Excerpt
▽

Eddie Bauer sued for failing to prevent data breach by enabling EMV chip readers

Just a reminder to businesses that there can be more cost to a data breach than your own recovery. In this case, Veridian Credit Union is suing Eddie Bauer for the cost of reissuing cards and other costs related to the breach. This is a class action suit, so others are likely to join in the party as well. The premise is that Eddie Bauer failed miserably in their security practices, took too long to notify those impacted and that they also failed to implement EMV chip technology.

It is entirely possible that due to the EMV chip liability shift, effective October of 2015, that they will have a good leg to stand on in the case of this lawsuit, especially if these were charges at POS systems in-store and the customers used an EMV-enabled card, but Eddie Bauer had not implemented EMV readers. That could get pretty expensive for them.

△

(Saved entries)
▽

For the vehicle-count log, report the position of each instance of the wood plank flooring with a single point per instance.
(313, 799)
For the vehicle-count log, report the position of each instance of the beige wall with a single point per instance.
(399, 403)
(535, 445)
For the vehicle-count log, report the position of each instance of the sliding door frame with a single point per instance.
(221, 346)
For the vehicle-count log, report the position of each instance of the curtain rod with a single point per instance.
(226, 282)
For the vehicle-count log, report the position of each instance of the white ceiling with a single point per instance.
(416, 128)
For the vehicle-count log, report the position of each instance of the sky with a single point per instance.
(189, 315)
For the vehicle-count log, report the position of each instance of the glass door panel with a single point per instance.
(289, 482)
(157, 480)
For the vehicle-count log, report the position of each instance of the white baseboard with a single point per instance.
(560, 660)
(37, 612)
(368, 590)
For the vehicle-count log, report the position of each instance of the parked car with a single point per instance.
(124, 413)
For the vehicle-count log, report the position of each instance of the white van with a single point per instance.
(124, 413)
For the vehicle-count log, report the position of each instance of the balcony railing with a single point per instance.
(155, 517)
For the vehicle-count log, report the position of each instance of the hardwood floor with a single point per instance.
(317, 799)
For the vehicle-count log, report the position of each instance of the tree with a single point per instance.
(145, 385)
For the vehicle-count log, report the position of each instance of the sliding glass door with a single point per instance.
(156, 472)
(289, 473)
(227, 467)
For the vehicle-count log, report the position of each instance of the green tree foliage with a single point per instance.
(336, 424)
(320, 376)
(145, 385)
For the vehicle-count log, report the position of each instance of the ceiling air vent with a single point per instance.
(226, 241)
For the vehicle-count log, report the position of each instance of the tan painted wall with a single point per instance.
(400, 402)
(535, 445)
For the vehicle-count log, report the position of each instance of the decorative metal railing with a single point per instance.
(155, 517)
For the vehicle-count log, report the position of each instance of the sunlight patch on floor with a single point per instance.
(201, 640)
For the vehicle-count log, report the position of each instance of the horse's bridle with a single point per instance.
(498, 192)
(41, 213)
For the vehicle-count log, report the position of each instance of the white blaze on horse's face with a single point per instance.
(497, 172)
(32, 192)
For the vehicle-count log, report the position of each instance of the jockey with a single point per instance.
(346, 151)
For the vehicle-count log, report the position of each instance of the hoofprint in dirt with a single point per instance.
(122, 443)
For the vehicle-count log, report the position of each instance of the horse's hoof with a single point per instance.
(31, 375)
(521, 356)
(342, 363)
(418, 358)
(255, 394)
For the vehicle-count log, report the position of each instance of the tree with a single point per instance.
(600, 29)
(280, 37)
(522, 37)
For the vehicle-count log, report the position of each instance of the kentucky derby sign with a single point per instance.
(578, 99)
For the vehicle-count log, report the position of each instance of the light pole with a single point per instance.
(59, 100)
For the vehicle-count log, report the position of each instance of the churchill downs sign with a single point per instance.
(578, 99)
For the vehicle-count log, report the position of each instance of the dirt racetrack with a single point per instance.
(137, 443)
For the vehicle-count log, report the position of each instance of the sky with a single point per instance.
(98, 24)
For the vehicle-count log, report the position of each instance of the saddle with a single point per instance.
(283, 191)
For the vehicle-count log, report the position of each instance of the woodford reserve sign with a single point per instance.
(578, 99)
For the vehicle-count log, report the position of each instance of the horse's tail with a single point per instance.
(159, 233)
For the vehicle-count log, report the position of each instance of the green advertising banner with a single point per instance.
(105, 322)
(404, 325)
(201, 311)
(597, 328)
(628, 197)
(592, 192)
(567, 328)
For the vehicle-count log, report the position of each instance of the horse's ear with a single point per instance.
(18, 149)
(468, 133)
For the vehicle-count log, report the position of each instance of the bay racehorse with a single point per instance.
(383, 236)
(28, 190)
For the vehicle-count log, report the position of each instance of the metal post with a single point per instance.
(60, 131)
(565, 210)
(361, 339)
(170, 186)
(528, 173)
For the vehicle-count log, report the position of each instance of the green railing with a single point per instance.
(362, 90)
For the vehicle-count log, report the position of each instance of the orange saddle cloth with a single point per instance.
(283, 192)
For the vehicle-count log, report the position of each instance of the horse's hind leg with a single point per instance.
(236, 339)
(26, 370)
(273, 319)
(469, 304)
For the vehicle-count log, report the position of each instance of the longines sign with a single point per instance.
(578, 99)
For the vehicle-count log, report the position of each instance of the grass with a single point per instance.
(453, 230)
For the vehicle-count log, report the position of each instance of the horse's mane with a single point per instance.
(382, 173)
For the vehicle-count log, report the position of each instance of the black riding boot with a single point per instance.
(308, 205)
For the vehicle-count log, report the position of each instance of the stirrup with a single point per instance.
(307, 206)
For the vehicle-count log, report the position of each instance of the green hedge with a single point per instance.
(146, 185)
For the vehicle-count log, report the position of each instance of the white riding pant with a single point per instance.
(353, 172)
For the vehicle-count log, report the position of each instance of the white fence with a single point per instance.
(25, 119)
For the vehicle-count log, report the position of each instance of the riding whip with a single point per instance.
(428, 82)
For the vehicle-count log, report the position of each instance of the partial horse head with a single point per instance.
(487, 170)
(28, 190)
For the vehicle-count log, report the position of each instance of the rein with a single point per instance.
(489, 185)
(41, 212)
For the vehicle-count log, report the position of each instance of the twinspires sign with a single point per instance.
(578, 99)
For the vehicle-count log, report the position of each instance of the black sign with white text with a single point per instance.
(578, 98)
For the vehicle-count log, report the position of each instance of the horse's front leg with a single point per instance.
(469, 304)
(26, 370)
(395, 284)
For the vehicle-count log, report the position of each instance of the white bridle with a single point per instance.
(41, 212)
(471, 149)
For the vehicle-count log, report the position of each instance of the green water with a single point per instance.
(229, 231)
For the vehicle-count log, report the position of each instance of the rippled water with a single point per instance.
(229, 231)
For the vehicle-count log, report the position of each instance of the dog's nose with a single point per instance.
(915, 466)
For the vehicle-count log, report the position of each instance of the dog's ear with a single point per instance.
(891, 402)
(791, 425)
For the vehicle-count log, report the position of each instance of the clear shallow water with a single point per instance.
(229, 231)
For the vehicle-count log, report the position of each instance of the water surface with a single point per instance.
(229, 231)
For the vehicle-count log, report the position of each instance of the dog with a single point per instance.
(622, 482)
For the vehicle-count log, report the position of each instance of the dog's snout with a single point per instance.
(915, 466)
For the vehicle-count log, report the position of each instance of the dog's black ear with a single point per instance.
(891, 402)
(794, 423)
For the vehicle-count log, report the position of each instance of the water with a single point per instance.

△

Work task 1
Rewrite the part of the Eddie Bauer article that begins at the words "It is entirely" and stops after "expensive for them.", replacing "lawsuit" with "legal action".
Work task 2
Write the next part of the Eddie Bauer article, picking up after its last sentence.

Answer section 1
It is entirely possible that due to the EMV chip liability shift, effective October of 2015, that they will have a good leg to stand on in the case of this legal action, especially if these were charges at POS systems in-store and the customers used an EMV-enabled card, but Eddie Bauer had not implemented EMV readers. That could get pretty expensive for them.

Answer section 2
Keep this in mind if you operate a business and have not enable EMV chip processing. It could prove very costly in the long run.

 


Erich Kron is the Security Awareness Advocate at KnowBe4, and has over 20 years’ experience in the medical, aerospace manufacturing and defense fields. He is the former security manager for the US Army 2nd Regional Cyber Center-Western Hemisphere.

One thought to “Eddie Bauer sued for failing to prevent data breach by enabling EMV chip readers”

  1. Keep asking several local businesses when do they plan on going on-line. One said they cannot upgrade. Maybe now they will.